Aim: Implement k-fold cross validation for iris flower dataset from sklearn library. Use
the following learning models to check the performances and also figure out which is
performing best.
1. Logistic Regression
2. Support Vector Machine (SVM)
3. Random Forest
4. Decision Tree

In [1]:
from sklearn.datasets import load_iris
from sklearn.model_selection import KFold, cross_val_score
from sklearn.linear_model import LogisticRegression
from sklearn.svm import SVC
from sklearn.ensemble import RandomForestClassifier
from sklearn.tree import DecisionTreeClassifier #, DecisionTreeRegressor
import numpy as np

In [2]:
# Load digits dataset
data = load_iris()
X, y = data.data, data.target

In [3]:
# Filter the dataset to only include digits 1 to 9
mask = (y >= 1) & (y <= 9)

* _Input rows_:

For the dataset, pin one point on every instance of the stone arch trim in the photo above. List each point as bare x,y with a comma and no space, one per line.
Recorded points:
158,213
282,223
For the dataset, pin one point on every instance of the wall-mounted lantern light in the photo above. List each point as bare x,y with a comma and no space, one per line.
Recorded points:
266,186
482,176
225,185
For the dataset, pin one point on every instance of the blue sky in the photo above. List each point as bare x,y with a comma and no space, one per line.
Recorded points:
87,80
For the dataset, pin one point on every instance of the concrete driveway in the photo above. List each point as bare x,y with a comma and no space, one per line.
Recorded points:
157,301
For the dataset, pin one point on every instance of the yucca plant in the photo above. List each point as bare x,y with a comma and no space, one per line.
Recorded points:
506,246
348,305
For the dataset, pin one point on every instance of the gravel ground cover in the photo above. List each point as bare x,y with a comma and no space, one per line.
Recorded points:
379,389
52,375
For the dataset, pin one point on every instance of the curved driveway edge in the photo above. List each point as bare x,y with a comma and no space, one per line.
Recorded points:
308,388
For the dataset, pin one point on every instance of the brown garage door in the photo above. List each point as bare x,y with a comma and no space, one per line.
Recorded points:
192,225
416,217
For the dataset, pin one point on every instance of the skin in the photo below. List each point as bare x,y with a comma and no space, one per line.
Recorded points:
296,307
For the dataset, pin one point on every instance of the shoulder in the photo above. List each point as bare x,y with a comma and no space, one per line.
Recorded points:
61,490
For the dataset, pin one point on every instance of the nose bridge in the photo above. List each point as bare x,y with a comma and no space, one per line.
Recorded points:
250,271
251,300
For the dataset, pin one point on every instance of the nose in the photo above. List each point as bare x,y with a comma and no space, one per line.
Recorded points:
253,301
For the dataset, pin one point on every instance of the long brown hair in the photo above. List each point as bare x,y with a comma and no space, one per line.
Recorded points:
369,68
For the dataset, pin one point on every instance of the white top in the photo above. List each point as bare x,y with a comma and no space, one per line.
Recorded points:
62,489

* _Work instructions_:
1. Answer these about the k-fold cross validation text above:
(a) Which learning model is listed third?
(b) From which module is SVC imported?
(c) Which function is called to load the data?
2. Write out again the stretch of the entries from the line that contains "of the brown" through the last line of the entries.

* _Task-by-task answers_:
1.
(a) Random Forest
(b) sklearn.svm
(c) load_iris()

2.
For the dataset, pin one point on every instance of the brown garage door in the photo above. List each point as bare x,y with a comma and no space, one per line.
Recorded points:
192,225
416,217
For the dataset, pin one point on every instance of the skin in the photo below. List each point as bare x,y with a comma and no space, one per line.
Recorded points:
296,307
For the dataset, pin one point on every instance of the shoulder in the photo above. List each point as bare x,y with a comma and no space, one per line.
Recorded points:
61,490
For the dataset, pin one point on every instance of the nose bridge in the photo above. List each point as bare x,y with a comma and no space, one per line.
Recorded points:
250,271
251,300
For the dataset, pin one point on every instance of the nose in the photo above. List each point as bare x,y with a comma and no space, one per line.
Recorded points:
253,301
For the dataset, pin one point on every instance of the long brown hair in the photo above. List each point as bare x,y with a comma and no space, one per line.
Recorded points:
369,68
For the dataset, pin one point on every instance of the white top in the photo above. List each point as bare x,y with a comma and no space, one per line.
Recorded points:
62,489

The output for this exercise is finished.